___ Source material
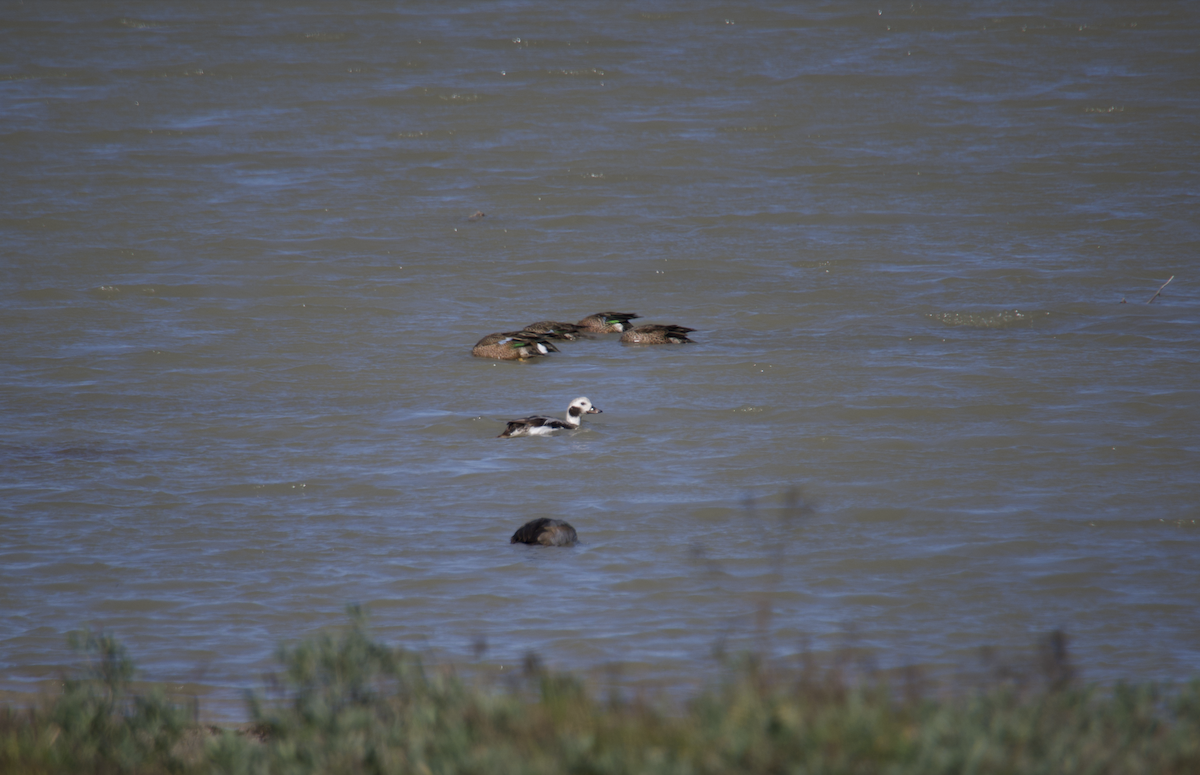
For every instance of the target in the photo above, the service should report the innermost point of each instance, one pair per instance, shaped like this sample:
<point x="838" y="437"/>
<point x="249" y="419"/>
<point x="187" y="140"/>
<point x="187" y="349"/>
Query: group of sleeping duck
______
Return every line of the rows above word for word, but leave out the pictures.

-- Exercise solution --
For every instance of the target in the photo above, the service should report the innermost point of each instance, one pair per instance, shaped like this sample:
<point x="838" y="437"/>
<point x="249" y="419"/>
<point x="187" y="140"/>
<point x="187" y="349"/>
Query: group of sleeping duck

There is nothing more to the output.